(Point labeling examples)

-*-

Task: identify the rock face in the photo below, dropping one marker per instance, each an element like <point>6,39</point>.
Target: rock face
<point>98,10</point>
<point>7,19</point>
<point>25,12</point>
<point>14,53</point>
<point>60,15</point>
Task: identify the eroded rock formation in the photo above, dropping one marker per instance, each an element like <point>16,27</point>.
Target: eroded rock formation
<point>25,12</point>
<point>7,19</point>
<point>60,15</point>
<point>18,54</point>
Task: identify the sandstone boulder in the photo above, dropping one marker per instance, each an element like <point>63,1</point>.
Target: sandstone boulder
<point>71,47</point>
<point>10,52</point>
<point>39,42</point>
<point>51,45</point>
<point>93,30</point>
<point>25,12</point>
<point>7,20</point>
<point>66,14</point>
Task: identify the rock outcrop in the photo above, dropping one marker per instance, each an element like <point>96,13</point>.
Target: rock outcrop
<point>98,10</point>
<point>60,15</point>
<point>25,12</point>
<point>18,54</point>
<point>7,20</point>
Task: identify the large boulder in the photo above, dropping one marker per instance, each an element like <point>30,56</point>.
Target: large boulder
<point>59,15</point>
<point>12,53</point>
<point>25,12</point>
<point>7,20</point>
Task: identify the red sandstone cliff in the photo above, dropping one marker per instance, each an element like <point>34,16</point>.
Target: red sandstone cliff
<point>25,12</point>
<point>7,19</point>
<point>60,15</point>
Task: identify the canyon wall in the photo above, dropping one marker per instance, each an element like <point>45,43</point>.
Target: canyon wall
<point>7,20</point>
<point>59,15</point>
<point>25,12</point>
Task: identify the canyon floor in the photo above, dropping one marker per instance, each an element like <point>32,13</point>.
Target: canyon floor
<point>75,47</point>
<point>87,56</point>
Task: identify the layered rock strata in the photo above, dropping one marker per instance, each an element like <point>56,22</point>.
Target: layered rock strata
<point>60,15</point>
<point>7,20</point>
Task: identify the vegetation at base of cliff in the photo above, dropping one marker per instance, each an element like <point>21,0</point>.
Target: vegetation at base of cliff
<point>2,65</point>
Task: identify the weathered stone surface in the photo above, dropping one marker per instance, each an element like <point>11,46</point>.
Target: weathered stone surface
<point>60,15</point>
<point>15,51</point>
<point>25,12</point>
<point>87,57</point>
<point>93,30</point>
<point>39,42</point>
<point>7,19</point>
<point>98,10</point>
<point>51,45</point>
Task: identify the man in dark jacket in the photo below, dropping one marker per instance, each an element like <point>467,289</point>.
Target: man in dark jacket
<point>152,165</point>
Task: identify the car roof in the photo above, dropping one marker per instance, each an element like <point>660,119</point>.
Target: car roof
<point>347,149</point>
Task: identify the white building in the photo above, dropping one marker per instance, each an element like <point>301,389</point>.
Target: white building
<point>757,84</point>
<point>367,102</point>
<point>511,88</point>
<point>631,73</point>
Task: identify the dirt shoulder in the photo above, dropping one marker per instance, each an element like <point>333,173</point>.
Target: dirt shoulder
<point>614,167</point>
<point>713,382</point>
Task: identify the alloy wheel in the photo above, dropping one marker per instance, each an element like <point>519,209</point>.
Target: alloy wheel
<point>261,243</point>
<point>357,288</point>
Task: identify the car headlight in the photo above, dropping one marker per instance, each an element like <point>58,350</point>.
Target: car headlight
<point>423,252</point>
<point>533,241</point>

-*-

What is being asked:
Return the whole listing exactly, with every line included.

Full output:
Task: identify the rock face in the photo below, dropping one marker per instance, each an element like <point>6,39</point>.
Target: rock face
<point>98,10</point>
<point>7,19</point>
<point>25,12</point>
<point>14,53</point>
<point>60,15</point>
Task: identify the eroded rock formation in the photo above, dropping one marker per instance, each an element like <point>16,27</point>.
Target: eroded rock formation
<point>25,12</point>
<point>7,19</point>
<point>60,15</point>
<point>18,54</point>
Task: identify the sandstone boulder in the photo above, dropping one marker per instance, each an element like <point>63,1</point>.
Target: sandstone boulder
<point>71,47</point>
<point>10,52</point>
<point>39,42</point>
<point>51,45</point>
<point>93,30</point>
<point>25,12</point>
<point>7,20</point>
<point>66,14</point>
Task: identify the rock outcrop in the photo above, dropping one marker per instance, each an element like <point>96,13</point>.
Target: rock outcrop
<point>98,10</point>
<point>60,15</point>
<point>25,12</point>
<point>18,54</point>
<point>7,20</point>
Task: identify the large boulder in the photo above, dropping one marker per instance, each an element like <point>30,56</point>.
Target: large boulder
<point>59,15</point>
<point>12,53</point>
<point>25,12</point>
<point>7,20</point>
Task: identify the red sandstone cliff in the photo above, dropping one marker per instance, each an element like <point>34,16</point>.
Target: red sandstone cliff
<point>25,12</point>
<point>7,19</point>
<point>60,15</point>
Task: identify the canyon wall in the photo above, dropping one marker per instance, each an element like <point>45,43</point>.
Target: canyon wall
<point>7,20</point>
<point>59,15</point>
<point>25,12</point>
Task: identify the canyon floor in the photo above, dropping one marker per instance, each an element like <point>32,13</point>.
Target: canyon floor
<point>75,47</point>
<point>87,56</point>
Task: identify the layered rock strata in the photo above, dropping one marker per instance, each an element like <point>56,22</point>.
Target: layered rock strata
<point>60,15</point>
<point>7,20</point>
Task: identify the vegetation at base of cliff in the photo above, dropping one marker per instance, each an element like <point>21,0</point>.
Target: vegetation at base of cliff
<point>2,65</point>
Task: identify the weathered stone surface in the photo above, dropping one marker per instance, each an element like <point>11,46</point>.
Target: weathered stone surface
<point>60,15</point>
<point>15,51</point>
<point>25,12</point>
<point>87,57</point>
<point>93,30</point>
<point>39,42</point>
<point>7,19</point>
<point>98,10</point>
<point>51,45</point>
Task: identify the man in dark jacket in the photo below, dropping one marker per instance, each an element like <point>467,289</point>.
Target: man in dark jacket
<point>152,165</point>
Task: identify the car roof in the photo above, dropping one marker per instance, each an element like <point>660,119</point>.
Target: car roof
<point>347,149</point>
Task: identify the white building in the photo above, dropping one marker per instance, each an element like <point>301,389</point>.
Target: white building
<point>757,84</point>
<point>367,102</point>
<point>511,88</point>
<point>631,73</point>
Task: identify the dirt shoulder in the photo above, dropping one marker per instance, each an element like <point>333,173</point>.
Target: dirt shoulder
<point>614,167</point>
<point>713,382</point>
Task: identify the alloy wheel in the photo above, dropping one marker per instance, each an element like <point>519,209</point>.
Target: alloy wheel
<point>261,243</point>
<point>357,288</point>
Task: identify the car headlight in the photo above, dropping one marker per instance, each an element like <point>58,350</point>.
Target: car headlight
<point>423,252</point>
<point>533,241</point>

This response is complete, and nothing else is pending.